Texte fourni:
----------------
Malgré la volonté manifeste d'enfin établir une loi fédérale sur la protection des données, la promulgation du projet de loi est loin d'être actée. La combinaison des oppositions de la délégation californienne, le manque de soutien de quelques personnalités influentes au Sénat et l'arrivée imminente des élections de mi-mandat risquent de rendre toute progression difficile.
*preemption provision: La clause de prééminence de la loi fédérale signifie qu'en cas de conflit de loi, la loi fédérale prévaut sur la loi étatique. Ainsi, cette clause permet de garantir l'unification de la législation sur la confidentialité des données à travers les États-Unis, ce qui permet aux entités réglementées de se conformer plus facilement à une norme unique plutôt qu'à un éventail de lois étatiques. Certaines lois étatiques sont expressément exclues de la préemption, y compris, par exemple, le Illinois Biometric Information Privacy Act (BIPA) and Genetic Information Privacy Act (GIPA).
----------------
Données extraites:
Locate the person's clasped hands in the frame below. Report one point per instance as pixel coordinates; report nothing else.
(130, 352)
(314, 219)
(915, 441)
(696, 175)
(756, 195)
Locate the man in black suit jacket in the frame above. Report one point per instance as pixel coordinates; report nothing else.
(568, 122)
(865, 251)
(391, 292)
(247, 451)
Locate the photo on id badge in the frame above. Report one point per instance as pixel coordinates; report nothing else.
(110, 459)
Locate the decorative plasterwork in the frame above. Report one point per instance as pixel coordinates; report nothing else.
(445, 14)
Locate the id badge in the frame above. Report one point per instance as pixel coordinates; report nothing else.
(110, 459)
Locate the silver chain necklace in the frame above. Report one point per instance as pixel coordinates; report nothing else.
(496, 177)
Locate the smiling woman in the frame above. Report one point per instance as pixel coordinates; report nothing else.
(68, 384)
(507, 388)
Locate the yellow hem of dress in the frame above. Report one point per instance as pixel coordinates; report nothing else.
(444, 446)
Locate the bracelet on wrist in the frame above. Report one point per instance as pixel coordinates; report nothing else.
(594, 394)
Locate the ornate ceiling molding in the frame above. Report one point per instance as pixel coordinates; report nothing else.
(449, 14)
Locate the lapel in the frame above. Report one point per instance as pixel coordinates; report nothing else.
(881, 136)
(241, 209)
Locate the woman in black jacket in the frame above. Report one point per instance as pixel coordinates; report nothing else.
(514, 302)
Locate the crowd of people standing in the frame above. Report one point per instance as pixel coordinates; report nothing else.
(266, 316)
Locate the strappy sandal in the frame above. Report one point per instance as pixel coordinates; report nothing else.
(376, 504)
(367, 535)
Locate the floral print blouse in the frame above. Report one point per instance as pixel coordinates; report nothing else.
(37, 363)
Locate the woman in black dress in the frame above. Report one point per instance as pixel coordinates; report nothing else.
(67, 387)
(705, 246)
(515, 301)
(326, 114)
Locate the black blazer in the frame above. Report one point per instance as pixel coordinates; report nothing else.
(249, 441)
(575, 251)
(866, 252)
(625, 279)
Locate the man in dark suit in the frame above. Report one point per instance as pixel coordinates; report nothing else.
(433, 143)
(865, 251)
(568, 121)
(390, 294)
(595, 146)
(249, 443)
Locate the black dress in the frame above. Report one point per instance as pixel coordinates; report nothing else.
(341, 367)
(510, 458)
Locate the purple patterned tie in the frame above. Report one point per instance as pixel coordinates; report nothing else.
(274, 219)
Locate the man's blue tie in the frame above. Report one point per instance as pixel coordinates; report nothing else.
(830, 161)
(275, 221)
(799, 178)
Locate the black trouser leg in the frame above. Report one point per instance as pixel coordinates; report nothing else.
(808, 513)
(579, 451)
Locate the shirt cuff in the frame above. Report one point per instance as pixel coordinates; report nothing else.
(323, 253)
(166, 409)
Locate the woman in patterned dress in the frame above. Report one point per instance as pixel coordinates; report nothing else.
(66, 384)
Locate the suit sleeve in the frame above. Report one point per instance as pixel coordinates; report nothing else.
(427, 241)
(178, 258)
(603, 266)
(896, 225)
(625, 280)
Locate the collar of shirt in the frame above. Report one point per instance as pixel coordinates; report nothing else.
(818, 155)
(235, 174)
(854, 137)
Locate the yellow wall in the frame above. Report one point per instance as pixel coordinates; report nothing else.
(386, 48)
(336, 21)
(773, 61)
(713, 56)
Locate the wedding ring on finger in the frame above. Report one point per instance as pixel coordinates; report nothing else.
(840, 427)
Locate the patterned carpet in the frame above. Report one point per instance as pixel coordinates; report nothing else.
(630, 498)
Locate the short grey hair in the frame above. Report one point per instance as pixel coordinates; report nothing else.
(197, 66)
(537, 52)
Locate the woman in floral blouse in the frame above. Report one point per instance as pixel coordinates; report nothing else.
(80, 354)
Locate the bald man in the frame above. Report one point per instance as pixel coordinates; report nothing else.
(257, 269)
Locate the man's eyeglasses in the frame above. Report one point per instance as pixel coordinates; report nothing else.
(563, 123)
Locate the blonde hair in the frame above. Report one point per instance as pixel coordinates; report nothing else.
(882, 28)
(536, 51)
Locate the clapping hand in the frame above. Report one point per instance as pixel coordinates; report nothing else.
----------------
Consigne: Poursuivez le texte sur le projet de loi fédérale sur la protection des données en reprenant juste après sa dernière phrase. Les enregistrements viennent d'une autre source que le texte.

Réponse:
**privacy right to action: Le droit d'action privé se réfère à la situation où une personne ou une entité privée, par opposition à l'État, au gouvernement ou à un organisme public, a le droit de faire valoir des droits légaux en vertu de la loi. Le projet de loi prévoit que les particuliers ne peuvent intenter de procès endéans les 2 ans de sa date d'entrée en vigueur. Après ce délai, les parties privées peuvent demander "des dommages compensatoires, des mesures injonctives, des mesures déclaratoires, ainsi que des honoraires d'avocat et des frais de justice raisonnables.
Le Royaume-Uni prépare aussi sa réglementation autour de l'intelligence artificielle
Le mois dernier, le Royaume-Uni a publié la première esquisse de son futur modèle règlementaire « pro-innovation» en matière d’intelligence artificielle. À l’instar du AI Act européen, le modèle britannique propose une approche fondée sur le risque mais diffère sur sa mise en application concrète.
Divulgué près d’un an après la présentation de sa stratégie nationale en matière d’IA, ce texte fait le choix de se focaliser sur les applications à haut risque, estimant ainsi écarter toute possibilité pour l’innovation de se voir obstruée par des contrariétés bureaucratiques.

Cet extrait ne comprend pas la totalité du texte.